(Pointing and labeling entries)
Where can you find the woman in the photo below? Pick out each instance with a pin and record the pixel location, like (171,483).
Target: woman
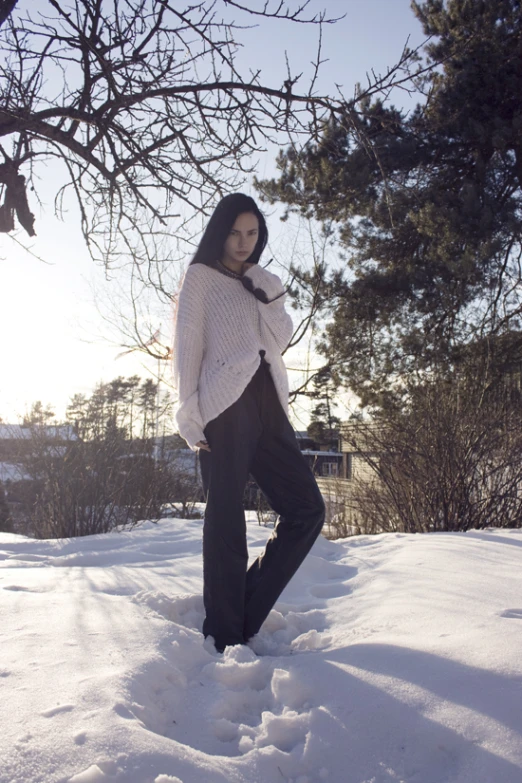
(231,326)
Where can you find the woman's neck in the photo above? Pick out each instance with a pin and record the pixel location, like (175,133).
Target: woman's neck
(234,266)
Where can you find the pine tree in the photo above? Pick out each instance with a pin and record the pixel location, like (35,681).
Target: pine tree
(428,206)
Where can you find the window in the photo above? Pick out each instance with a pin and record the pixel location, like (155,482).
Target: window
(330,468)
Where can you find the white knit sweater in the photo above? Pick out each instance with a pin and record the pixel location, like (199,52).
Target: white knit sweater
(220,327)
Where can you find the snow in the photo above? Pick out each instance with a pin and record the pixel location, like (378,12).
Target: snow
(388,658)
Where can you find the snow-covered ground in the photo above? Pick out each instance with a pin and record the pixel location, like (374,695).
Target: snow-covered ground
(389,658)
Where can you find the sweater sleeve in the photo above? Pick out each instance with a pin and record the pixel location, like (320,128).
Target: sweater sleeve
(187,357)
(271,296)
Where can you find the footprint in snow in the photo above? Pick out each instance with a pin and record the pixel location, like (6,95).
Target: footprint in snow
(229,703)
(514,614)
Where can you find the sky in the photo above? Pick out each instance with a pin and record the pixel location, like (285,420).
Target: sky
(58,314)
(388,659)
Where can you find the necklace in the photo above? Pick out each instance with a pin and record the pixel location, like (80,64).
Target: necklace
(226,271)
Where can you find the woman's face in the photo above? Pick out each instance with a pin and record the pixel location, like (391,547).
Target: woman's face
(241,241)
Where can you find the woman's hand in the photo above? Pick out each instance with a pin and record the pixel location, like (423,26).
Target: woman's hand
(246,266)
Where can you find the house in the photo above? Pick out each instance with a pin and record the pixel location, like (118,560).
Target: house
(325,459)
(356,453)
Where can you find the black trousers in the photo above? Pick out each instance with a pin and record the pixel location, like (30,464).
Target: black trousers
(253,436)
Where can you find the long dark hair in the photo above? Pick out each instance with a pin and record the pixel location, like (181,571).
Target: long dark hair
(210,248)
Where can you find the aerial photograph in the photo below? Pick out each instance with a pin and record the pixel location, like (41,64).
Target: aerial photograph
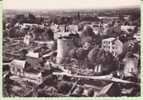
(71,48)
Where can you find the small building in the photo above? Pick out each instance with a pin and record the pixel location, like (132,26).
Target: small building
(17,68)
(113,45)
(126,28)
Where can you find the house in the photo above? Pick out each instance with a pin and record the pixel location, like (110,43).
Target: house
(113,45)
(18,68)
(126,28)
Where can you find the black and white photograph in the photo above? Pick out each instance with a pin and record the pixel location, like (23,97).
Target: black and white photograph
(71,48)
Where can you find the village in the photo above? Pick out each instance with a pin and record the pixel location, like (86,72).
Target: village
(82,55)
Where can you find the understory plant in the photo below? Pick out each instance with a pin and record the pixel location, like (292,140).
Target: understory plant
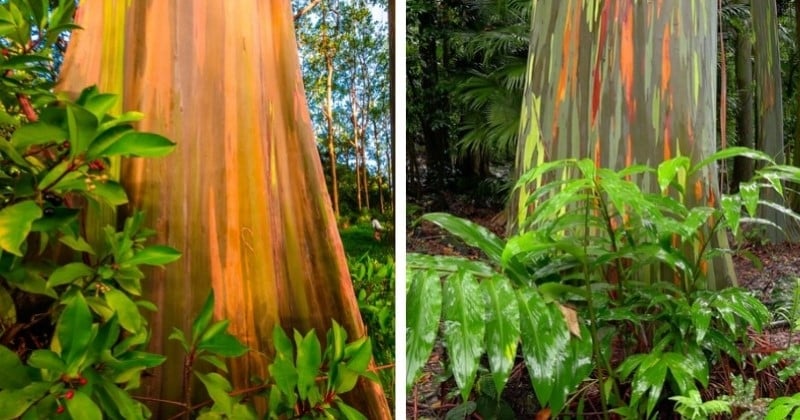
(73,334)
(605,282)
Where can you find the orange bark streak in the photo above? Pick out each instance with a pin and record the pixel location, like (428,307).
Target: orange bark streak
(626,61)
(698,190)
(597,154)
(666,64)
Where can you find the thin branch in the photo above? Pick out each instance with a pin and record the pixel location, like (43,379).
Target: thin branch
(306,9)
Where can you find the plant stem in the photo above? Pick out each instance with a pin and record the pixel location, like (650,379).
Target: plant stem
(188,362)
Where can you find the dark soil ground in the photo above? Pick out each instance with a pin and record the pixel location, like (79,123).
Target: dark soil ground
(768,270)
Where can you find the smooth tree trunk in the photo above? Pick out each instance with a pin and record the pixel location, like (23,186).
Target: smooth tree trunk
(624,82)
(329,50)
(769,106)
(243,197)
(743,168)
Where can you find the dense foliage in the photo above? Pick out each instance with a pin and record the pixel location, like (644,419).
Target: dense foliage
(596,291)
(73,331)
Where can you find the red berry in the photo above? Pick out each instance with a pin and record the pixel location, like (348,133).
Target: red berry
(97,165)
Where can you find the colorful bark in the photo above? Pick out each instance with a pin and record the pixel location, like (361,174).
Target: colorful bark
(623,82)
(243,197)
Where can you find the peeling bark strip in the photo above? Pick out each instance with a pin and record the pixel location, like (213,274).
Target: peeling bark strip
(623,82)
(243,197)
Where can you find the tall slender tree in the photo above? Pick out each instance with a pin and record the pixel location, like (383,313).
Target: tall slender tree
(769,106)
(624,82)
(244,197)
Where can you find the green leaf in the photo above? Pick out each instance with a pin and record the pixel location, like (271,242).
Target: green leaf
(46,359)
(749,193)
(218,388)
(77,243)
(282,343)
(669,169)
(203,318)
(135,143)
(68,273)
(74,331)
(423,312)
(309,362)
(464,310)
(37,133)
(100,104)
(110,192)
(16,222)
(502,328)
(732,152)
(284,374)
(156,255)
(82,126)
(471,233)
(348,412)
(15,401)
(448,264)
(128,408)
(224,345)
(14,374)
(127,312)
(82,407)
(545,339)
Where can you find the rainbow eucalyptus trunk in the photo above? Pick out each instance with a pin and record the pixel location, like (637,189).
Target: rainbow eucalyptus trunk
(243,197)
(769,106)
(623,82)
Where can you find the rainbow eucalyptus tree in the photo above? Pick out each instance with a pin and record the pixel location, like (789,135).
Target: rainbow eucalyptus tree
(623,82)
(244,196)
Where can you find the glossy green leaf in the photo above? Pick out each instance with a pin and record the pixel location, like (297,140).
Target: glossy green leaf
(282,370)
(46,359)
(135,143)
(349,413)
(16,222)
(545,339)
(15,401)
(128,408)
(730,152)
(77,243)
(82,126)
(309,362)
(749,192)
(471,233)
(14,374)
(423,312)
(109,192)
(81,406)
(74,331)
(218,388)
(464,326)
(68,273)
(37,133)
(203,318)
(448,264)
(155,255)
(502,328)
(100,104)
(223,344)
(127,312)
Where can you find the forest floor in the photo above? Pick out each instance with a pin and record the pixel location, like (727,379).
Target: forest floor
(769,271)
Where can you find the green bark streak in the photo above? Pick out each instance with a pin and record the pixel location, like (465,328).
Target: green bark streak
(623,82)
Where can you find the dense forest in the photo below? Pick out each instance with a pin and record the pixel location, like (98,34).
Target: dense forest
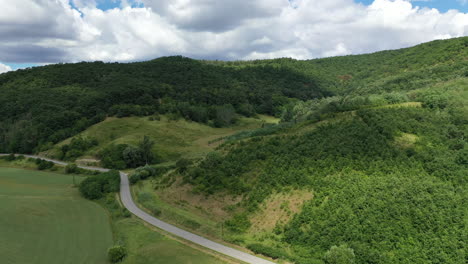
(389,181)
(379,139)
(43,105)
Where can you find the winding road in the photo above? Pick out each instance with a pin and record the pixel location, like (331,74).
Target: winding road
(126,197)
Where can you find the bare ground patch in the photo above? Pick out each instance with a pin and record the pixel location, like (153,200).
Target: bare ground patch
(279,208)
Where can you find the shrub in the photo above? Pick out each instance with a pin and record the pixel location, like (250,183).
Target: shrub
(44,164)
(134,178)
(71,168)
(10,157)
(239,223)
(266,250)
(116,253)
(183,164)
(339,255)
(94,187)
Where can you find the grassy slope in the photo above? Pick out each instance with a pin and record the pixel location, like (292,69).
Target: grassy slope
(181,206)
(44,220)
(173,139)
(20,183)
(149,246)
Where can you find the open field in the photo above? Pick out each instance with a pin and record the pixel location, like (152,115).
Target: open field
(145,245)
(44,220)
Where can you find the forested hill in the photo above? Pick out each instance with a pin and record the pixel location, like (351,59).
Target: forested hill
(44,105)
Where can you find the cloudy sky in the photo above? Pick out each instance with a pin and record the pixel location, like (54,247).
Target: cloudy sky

◆ **Task directions**: Output the line holding "Where can you find the bare", then every later line through the end of the records above, exactly as given and nothing else.

◆ **Result for this exercise**:
Where can you find the bare ground patch in the photo above? Pick out each instance with a pin and record the pixel location, like (153,200).
Target: bare ground patch
(279,208)
Where can you find the shrub in the photo above? Pick out each instance with a pin and record the pixel location, like (250,183).
Target: shrub
(44,164)
(134,178)
(71,168)
(10,157)
(239,223)
(266,250)
(116,253)
(183,164)
(339,255)
(94,187)
Where can you find the grassy slope in the photo above? Pick out each instance with a pin and record the pixel location, like (292,69).
Target: grassy slope
(181,206)
(44,220)
(173,139)
(20,183)
(149,246)
Where can you find the open field in the photo above? Pick out each instance with a pin and record the pixel location, like (152,115).
Target: open field
(145,245)
(44,220)
Where can you find the forested hill in the photo above? Pick out each instance with a pin and record the pixel location, like (351,59).
Target: forested hill
(44,105)
Where can you find the cloudy sky in the photo above? Pick out each instance with a pin and record the pixel location, like (54,247).
Target: cloudy sky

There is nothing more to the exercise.